Request. Please lay out the records below as a two-column CSV with the headers instruction and response, one row per request: the request text in one quoted field and its answer in the other, with line breaks turned into spaces. Begin at the line that has "Expected: one point per instance of the fdny" and stop after the line that has "(1194, 646)".

Data shown.

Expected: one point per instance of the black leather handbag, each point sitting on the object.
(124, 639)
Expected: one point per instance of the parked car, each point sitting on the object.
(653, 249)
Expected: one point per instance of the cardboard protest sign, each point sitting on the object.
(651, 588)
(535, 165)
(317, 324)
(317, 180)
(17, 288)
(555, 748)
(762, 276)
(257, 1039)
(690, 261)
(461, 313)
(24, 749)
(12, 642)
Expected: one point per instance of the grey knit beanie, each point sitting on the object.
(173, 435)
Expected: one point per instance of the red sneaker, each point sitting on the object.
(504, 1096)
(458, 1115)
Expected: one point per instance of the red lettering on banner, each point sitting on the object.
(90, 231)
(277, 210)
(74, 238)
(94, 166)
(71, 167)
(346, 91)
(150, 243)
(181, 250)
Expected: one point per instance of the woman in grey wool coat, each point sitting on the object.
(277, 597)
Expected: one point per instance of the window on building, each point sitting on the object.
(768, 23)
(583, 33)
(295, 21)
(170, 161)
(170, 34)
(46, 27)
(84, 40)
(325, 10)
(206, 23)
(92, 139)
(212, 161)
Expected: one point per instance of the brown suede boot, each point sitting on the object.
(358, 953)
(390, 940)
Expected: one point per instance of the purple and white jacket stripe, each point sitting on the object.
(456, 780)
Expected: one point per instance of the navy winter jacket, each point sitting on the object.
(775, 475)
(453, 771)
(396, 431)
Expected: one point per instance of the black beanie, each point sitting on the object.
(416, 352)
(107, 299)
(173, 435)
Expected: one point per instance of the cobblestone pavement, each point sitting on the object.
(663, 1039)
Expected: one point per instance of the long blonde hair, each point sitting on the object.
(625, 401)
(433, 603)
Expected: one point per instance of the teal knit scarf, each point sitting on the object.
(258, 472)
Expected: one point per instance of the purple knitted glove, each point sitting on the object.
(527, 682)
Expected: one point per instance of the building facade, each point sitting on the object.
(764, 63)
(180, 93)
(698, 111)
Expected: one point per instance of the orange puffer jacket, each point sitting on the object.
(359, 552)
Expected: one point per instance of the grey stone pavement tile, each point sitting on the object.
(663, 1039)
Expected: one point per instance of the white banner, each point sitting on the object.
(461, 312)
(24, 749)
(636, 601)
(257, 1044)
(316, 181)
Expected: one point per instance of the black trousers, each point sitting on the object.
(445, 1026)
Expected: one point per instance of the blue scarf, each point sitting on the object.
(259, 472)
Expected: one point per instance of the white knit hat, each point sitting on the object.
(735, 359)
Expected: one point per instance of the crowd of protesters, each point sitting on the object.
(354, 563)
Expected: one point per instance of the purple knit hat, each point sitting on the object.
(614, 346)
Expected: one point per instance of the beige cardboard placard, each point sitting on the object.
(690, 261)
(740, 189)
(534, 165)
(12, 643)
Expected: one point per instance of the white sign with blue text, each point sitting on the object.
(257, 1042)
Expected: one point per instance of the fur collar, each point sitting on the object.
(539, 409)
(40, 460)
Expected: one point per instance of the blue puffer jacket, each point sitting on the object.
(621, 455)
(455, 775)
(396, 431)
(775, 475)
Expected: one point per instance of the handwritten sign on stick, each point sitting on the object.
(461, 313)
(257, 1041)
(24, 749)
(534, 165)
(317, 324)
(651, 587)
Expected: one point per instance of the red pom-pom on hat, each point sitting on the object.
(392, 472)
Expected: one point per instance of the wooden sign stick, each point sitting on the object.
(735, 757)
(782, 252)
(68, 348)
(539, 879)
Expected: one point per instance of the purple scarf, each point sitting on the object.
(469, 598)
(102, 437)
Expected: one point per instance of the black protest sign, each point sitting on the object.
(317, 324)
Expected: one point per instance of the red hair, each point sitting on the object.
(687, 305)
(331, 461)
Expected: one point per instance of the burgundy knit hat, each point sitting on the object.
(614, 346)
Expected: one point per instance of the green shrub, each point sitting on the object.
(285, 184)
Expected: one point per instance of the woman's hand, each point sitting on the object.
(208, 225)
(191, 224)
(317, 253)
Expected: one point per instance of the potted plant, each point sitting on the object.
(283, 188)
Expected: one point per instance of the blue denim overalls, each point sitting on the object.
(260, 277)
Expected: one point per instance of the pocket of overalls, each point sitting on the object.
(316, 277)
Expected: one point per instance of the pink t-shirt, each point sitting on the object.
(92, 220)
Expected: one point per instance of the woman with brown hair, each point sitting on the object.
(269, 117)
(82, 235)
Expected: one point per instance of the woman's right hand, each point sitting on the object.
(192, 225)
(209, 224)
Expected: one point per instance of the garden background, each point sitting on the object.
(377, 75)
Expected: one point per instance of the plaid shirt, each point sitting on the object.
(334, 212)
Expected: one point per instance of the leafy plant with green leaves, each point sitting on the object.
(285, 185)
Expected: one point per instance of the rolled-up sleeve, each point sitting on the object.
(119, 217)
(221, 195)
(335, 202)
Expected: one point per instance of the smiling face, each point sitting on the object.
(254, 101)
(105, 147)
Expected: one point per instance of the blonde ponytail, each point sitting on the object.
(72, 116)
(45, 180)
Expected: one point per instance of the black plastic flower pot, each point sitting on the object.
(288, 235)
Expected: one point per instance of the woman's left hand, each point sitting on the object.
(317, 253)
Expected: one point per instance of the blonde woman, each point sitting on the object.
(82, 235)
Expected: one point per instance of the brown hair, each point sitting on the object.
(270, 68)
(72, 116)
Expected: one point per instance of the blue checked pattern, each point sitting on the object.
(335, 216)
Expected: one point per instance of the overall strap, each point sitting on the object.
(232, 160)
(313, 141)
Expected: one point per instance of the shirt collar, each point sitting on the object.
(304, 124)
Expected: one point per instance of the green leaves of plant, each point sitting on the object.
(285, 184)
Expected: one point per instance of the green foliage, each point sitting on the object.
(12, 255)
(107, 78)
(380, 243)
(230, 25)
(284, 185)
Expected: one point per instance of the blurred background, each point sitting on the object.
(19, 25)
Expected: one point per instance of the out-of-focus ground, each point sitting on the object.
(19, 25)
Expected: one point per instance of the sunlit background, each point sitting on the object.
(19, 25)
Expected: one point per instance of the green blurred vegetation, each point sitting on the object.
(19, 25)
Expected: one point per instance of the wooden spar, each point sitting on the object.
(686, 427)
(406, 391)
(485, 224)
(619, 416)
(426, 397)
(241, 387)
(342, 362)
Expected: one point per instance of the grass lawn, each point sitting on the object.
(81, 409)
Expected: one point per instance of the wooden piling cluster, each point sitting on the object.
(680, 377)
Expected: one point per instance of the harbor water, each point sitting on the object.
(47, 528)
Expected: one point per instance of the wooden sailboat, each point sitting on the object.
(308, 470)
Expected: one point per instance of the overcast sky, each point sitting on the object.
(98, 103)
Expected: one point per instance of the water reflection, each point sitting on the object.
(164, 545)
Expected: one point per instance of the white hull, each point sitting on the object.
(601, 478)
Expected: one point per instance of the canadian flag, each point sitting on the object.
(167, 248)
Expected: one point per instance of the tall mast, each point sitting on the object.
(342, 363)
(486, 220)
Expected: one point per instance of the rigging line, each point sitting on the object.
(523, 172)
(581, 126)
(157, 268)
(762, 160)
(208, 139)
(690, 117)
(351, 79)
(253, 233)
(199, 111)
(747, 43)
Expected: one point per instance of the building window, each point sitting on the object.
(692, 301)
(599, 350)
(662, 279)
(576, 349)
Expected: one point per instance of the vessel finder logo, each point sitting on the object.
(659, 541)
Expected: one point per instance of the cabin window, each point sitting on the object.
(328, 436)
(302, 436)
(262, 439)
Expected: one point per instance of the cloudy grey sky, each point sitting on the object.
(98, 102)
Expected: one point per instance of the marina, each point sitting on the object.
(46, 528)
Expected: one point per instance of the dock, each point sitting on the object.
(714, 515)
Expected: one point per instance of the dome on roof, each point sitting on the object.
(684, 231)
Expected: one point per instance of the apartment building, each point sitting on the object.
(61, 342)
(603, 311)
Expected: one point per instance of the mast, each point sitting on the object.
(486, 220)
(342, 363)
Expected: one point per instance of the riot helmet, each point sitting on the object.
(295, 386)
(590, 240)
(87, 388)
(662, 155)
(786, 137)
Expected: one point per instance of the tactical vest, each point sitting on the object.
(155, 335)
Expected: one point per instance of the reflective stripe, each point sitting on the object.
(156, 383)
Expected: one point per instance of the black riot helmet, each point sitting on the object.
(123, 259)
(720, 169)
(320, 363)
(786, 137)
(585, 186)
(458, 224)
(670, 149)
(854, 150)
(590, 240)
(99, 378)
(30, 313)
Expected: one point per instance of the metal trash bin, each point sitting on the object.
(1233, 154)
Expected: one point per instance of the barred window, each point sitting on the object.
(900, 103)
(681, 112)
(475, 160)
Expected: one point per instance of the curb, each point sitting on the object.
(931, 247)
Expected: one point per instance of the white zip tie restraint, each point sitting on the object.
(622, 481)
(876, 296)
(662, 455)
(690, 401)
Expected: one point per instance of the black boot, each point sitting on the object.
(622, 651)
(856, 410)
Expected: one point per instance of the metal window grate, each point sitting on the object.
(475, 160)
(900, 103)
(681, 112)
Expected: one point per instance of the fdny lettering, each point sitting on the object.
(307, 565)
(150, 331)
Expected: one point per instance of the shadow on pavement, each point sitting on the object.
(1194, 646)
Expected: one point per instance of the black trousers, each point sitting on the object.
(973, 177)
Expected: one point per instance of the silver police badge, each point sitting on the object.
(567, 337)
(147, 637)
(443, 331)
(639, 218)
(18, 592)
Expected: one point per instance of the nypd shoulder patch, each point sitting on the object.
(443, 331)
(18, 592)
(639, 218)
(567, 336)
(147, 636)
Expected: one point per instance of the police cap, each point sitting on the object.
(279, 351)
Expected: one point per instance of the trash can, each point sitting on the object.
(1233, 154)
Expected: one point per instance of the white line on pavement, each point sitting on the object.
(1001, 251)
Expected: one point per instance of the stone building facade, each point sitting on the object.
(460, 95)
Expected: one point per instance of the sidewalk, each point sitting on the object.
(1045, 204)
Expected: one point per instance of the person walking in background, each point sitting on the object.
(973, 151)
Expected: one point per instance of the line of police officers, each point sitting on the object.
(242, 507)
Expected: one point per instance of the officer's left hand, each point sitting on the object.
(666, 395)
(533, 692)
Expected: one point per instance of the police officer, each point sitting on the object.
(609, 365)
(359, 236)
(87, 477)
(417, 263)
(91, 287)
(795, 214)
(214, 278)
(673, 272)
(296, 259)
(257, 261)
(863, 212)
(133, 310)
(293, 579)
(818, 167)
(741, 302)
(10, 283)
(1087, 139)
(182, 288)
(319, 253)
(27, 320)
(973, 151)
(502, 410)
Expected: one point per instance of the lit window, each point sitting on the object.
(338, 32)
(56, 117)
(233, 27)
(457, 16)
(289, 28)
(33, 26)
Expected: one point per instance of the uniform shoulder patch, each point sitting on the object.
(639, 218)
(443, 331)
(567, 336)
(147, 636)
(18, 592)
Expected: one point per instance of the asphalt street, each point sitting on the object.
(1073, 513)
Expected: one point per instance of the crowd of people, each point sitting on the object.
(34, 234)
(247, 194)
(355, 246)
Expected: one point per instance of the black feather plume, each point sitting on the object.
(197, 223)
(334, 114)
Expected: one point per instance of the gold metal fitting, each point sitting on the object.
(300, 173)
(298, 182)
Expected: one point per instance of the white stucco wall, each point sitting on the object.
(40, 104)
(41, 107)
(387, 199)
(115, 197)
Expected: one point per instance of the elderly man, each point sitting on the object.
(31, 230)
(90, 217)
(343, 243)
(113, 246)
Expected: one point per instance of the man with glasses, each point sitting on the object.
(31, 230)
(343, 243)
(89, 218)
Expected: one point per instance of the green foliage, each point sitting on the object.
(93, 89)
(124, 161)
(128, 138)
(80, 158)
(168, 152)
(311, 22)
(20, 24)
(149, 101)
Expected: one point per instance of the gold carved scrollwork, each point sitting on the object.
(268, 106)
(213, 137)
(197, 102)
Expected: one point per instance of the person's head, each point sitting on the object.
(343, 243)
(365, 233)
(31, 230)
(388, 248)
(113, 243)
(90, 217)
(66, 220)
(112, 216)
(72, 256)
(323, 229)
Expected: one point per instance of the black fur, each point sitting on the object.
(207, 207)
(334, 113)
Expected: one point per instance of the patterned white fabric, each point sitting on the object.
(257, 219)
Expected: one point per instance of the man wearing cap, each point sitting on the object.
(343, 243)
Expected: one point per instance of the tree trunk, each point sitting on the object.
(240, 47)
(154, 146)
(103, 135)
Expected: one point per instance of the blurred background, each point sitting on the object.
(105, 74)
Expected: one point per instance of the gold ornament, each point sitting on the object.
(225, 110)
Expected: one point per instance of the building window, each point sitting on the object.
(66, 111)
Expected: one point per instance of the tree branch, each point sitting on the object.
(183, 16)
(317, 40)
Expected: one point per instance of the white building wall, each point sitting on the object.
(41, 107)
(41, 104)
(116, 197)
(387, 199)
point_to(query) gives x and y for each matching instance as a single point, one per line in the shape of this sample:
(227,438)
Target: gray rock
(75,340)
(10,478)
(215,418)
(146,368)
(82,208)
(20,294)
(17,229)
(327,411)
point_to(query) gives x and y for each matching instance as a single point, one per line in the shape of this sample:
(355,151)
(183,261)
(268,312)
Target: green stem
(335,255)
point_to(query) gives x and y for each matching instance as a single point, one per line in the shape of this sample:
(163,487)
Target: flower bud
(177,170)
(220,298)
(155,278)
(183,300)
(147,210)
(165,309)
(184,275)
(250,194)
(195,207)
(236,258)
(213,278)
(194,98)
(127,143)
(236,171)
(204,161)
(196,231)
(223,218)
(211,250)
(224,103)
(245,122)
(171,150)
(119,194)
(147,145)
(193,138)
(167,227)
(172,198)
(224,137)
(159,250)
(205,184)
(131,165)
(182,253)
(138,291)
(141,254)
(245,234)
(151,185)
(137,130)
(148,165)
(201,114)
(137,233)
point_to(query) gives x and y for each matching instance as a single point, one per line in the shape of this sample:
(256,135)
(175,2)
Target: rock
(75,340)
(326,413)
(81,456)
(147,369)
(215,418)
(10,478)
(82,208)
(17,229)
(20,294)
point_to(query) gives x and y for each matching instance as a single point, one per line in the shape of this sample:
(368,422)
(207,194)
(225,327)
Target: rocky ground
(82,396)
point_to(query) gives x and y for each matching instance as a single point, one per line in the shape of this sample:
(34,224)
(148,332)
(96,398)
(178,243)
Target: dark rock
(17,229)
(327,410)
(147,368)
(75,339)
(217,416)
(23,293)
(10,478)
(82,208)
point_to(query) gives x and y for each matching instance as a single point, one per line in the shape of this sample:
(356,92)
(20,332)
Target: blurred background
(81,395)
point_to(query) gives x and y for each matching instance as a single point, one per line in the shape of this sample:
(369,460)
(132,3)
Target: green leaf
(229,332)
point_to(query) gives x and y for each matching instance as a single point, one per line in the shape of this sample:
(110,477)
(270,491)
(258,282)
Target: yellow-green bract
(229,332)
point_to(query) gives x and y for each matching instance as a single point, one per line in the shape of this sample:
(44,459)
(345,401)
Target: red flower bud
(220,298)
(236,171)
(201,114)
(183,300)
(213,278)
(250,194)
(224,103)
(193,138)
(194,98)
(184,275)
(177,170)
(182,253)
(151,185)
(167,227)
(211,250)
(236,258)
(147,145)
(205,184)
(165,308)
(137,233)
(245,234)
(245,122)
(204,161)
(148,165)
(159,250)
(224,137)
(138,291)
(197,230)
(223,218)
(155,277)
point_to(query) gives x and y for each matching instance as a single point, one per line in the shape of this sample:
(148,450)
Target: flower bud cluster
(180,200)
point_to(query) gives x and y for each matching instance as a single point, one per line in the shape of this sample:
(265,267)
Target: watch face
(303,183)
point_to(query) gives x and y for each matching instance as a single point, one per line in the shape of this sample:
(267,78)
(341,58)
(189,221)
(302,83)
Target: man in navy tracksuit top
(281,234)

Task solution.
instruction,response
"Expected: one point per instance of the fdny lettering, each point sitting on the object.","(307, 565) (150, 331)"
"Expected: one point per instance of the shadow on pavement, each point sitting on the object.","(1194, 646)"